The Abbé's biographer claims that he was personally very agreeable, and possessed of a fine figure; that the vivacious discussions and literary fellowship of the Paris salons enlivened and enlarged the acquisitions of this eleve of the cloister who “succeeded in the world," and, though he did not understand the science of politics, and often contradicted himself, was, notwithstanding, an ardent and capable defender of human rights, and a true lover of his face. It is a curious fact, that he was a warm admirer and eloquent eulogist of Sterne's fair friend, Eliza Draper; and a more interesting one, that he was among the very earliest to protest against the cruelties then practised against the negro race. He draws a parallel, at the close of his history, between the actual results of European conquests in America, and their imagined benefits. The new empire multiplied metals, and made a grand movement in the world ; but, says the Abbé, " le mouvement ne’st pas le bonheur,” and the Western empire donné naissance au plus infame, au plus atroce de tous les commerces, celui des esclaves.” Chiefly occupied with the West India Islands, what is said of North America is discursive. He describes the process of civilization in brief; the Puritan, Dutch, and Catholic leaders; Penn, and Lord Baltimore; the settlement of Georgia and Carolina ; the trees, grain, birds, tobacco, and other indigenous products; notes the imported domestic animals, and the exported wood and metals; discusses the probable success of silk and vine culture in the southern and middle regions, and gives statistics of the population, and partial accounts of the laws, currency, municipal and colonial systems, &c., of the several States; and then, in outline, describes the Revolution. A love of freedom, and a speculative hardihood and interest in human progress and prosperity, imbue his narratives and reasonings, though the former are often incorrect, and the latter inadequate.

::::::

▶ Description of the task: List the North American indigenous products that the passage on the Abbé's history names him describing.

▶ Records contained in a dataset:
::::::

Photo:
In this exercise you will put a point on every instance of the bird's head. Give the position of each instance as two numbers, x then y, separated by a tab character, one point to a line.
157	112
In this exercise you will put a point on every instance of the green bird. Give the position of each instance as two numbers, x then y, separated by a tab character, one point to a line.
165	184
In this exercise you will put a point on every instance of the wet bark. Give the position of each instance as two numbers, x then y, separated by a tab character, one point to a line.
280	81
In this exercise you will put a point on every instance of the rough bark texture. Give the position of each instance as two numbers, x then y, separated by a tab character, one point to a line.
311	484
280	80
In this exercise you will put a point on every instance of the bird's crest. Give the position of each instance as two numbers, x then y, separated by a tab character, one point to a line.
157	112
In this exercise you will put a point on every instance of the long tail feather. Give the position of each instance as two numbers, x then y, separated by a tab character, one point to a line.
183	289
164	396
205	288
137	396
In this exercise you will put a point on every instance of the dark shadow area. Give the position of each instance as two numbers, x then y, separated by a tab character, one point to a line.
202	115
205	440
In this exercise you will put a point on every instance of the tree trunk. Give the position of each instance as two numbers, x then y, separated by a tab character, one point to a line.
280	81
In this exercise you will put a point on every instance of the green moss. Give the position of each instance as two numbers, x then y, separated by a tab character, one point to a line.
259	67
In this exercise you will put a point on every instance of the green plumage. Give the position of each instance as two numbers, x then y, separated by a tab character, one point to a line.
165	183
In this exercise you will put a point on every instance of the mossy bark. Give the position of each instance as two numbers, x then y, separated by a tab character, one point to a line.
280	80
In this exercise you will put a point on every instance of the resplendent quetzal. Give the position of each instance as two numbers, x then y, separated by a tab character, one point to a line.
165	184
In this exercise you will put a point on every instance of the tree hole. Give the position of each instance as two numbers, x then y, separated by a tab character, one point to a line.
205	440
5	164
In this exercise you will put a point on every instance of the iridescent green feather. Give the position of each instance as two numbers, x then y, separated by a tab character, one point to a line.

::::::

▶ Problem solution: Trees, grain, birds, tobacco